The forecast includes all costs anticipated for the completion of the
Phalaborwa Definitive Feasibility Study ("DFS"), estimated at US$4.8 million,
inclusive of a 10% contingency. This includes all costs associated with the
ongoing test work campaigns, including separation test work, ongoing costs
associated with the DFS, expected to be completed in 2025, and costs
associated with the ongoing permitting process.

 

The forecast also includes salary and consultant costs of US$0.9 million for
the core project team tasked with advancing the project. The Directors'
reasonably plausible downside scenario includes a further 10% contingency on
all costs associated with the Phalaborwa project.  Phalaborwa project costs
include costs incurred in South African Rand at an exchange rate of
US$1:ZAR18.5. The Directors' reasonably plausible downside scenario includes
an adjustment to reflect a higher US Dollar cost based on an exchange rate of
US$1:ZAR17.5.

 

The forecast does not include costs related to a formal financing process for
the Phalaborwa project, or any costs associated with the management of the
gypsum stacks, which will be transferred from Bosveld Phosphates (Pty) Limited
to the Group under the Phalaborwa co-development agreement at the Group's
election.  The co-development agreement includes an option for the Group to
obtain 100% of Phalaborwa via the issue to Bosveld of 38,873,663 new ordinary
shares at any time up to 31 December 2025.  It is expected that the assets
relating to Phalaborwa will be transferred to the Group prior to the exercise
of this option.  The Group does not intend to arrange that transfer or
exercise the option until the funding needs for the management of the gypsum
stacks have been defined and funds are available for the ongoing management
thereof.

 

Uberaba Project

As set out in the operations review, the opportunity relating to Mosaic's
phosphogypsum stack in Uberaba, Brazil is considered to present an opportunity
to replicate Phalaborwa at a potentially larger scale. At the date of these
financial statements, the Group has no commitments in respect of this project.
Low-cost test work is expected to continue in the short term. A detailed
budget to deliver a preliminary economic assessment, as anticipated in the
agreement with Mosaic, is not yet available and will need to be agreed with
Mosaic before funds can be committed. It is noted that the Directors'
reasonably plausible downside scenario would not be sufficient for a
preliminary economic assessment to be developed, and further funding may be
required to allow for the Uberaba opportunity to be de-risked, the timing of
which cannot be accurately predicted at this time.
★ ★ ★ ★
◆ **Problems and tasks**
1. Rewrite the passage on the Phalaborwa cost forecast starting at "The forecast includes" and ending at "ongoing permitting process.", changing "contingency" to "reserve".
2. Pick out every line of the records that contains the string "photo", matching case exactly.
★ ★ ★ ★
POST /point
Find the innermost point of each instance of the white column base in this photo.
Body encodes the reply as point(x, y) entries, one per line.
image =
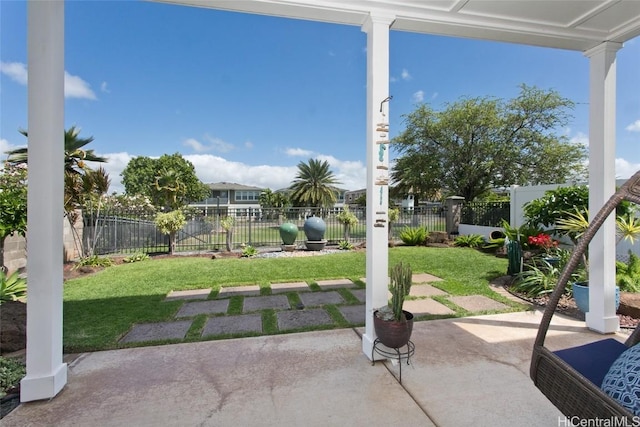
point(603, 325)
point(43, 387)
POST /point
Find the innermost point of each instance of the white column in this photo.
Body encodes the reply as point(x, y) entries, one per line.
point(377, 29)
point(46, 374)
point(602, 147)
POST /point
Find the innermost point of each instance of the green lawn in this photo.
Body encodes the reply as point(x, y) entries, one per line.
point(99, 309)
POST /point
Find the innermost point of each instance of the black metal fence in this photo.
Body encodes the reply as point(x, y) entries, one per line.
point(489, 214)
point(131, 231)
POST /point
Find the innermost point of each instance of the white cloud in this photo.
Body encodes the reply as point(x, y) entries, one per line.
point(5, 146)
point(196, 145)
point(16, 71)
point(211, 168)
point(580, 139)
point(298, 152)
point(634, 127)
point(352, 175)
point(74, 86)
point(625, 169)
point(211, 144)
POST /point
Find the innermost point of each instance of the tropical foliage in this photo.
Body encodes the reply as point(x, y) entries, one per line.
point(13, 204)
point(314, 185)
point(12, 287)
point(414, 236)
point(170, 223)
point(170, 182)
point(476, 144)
★ ★ ★ ★
◆ **Answers given**
1.
The forecast includes all costs anticipated for the completion of the
Phalaborwa Definitive Feasibility Study ("DFS"), estimated at US$4.8 million,
inclusive of a 10% reserve. This includes all costs associated with the
ongoing test work campaigns, including separation test work, ongoing costs
associated with the DFS, expected to be completed in 2025, and costs
associated with the ongoing permitting process.

2.
Find the innermost point of each instance of the white column base in this photo.
Find the innermost point of each instance of the white column in this photo.
Find the innermost point of each instance of the green lawn in this photo.
Find the innermost point of each instance of the black metal fence in this photo.
Find the innermost point of each instance of the white cloud in this photo.
Find the innermost point of each instance of the tropical foliage in this photo.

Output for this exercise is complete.